### Document excerpt
# # #
Sterling slides to lowest level against the dollar since the pandemic hit as US ramps up inflation fight
The pound slumped to its lowest level against the dollar since the pandemic hit as traders braced for an aggressive interest-rate hike in the US.
Sterling was hovering around just $1.20 last night – plumbing depths not seen since March 2020 – ahead of the Federal Reserve’s latest decision on rates today.
Expectations are rising that the Fed could push ahead with a 0.75 percentage-point increase – a move not seen since 1994 and much bigger than the usual 0.25 percentage-point hike.
Pound slumps: Sterling was hovering around just $1.20 last night – plumbing depths not seen since March 2020 – ahead of the Federal Reserve’s latest decision on rates today
This has pushed the dollar higher as investors look to keep their money in a currency yielding greater returns.
But it will be unwelcome for British holidaymakers booking a summer getaway, as their pounds will buy less overseas. Sterling was also down against the euro, at €1.151.
The currency’s slide is pushing up the value of goods for families, as importers find their pounds don’t stretch as far when buying items that are sold in other currencies.
Officials at the Fed are desperate to get a grip on rising inflation, after data on Friday showed the cost of living shot up by 8.6 per cent last month –the biggest increase for more than 40 years.
A hefty hike from the US central bank, lifting rates further from their current 0.75-1 per cent range, will pile pressure on the Bank of England to bump up its own base rate tomorrow.
# # #
### Collected material

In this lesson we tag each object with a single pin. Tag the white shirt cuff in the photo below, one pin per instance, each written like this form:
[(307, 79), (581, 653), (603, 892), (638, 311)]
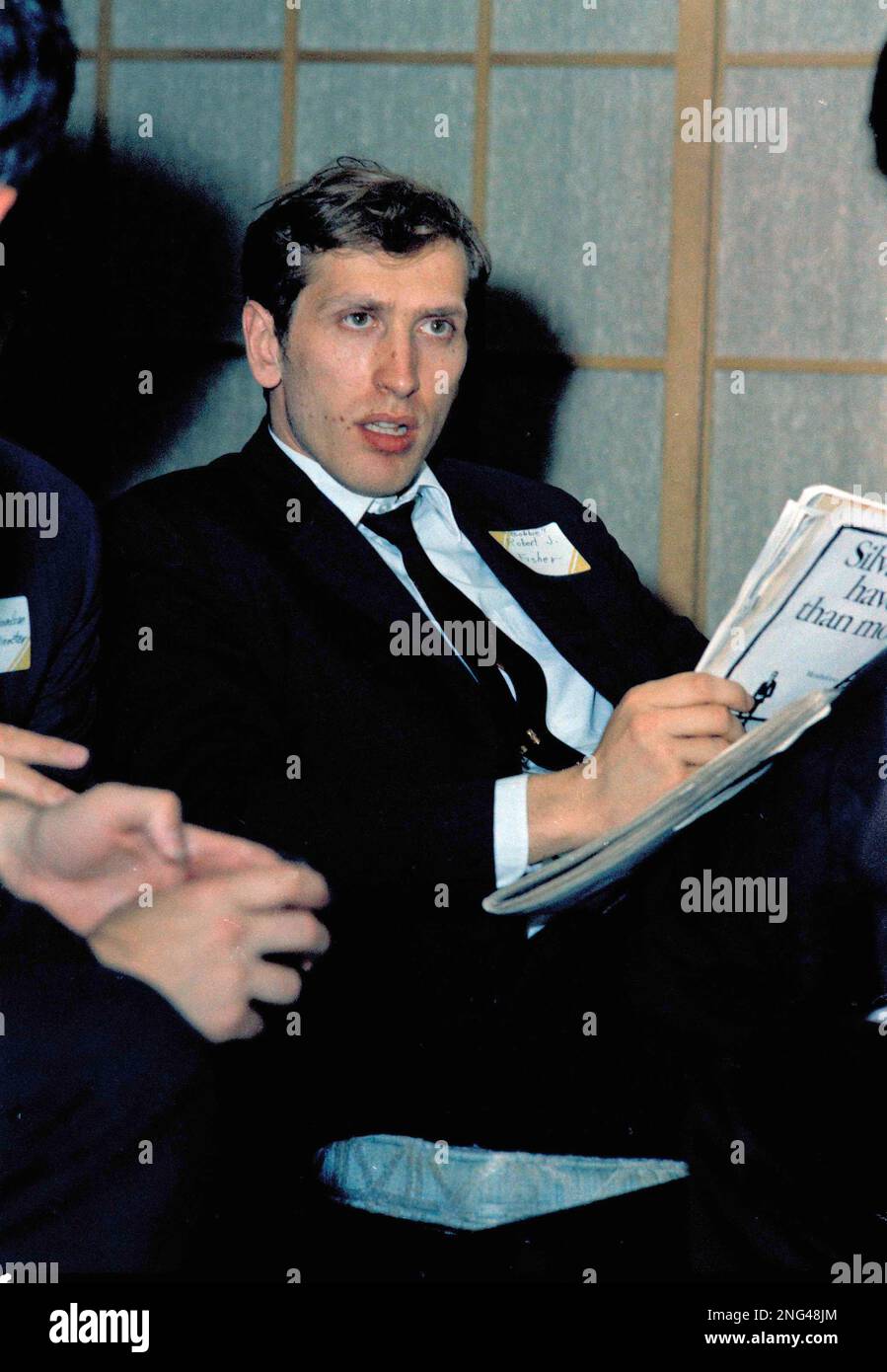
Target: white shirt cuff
[(510, 829)]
# # #
### Work instructions
Print the whole article about the pound's fall against the dollar again exactly as it appears above.

### Solution for this problem
Sterling slides to lowest level against the dollar since the pandemic hit as US ramps up inflation fight
The pound slumped to its lowest level against the dollar since the pandemic hit as traders braced for an aggressive interest-rate hike in the US.
Sterling was hovering around just $1.20 last night – plumbing depths not seen since March 2020 – ahead of the Federal Reserve’s latest decision on rates today.
Expectations are rising that the Fed could push ahead with a 0.75 percentage-point increase – a move not seen since 1994 and much bigger than the usual 0.25 percentage-point hike.
Pound slumps: Sterling was hovering around just $1.20 last night – plumbing depths not seen since March 2020 – ahead of the Federal Reserve’s latest decision on rates today
This has pushed the dollar higher as investors look to keep their money in a currency yielding greater returns.
But it will be unwelcome for British holidaymakers booking a summer getaway, as their pounds will buy less overseas. Sterling was also down against the euro, at €1.151.
The currency’s slide is pushing up the value of goods for families, as importers find their pounds don’t stretch as far when buying items that are sold in other currencies.
Officials at the Fed are desperate to get a grip on rising inflation, after data on Friday showed the cost of living shot up by 8.6 per cent last month –the biggest increase for more than 40 years.
A hefty hike from the US central bank, lifting rates further from their current 0.75-1 per cent range, will pile pressure on the Bank of England to bump up its own base rate tomorrow.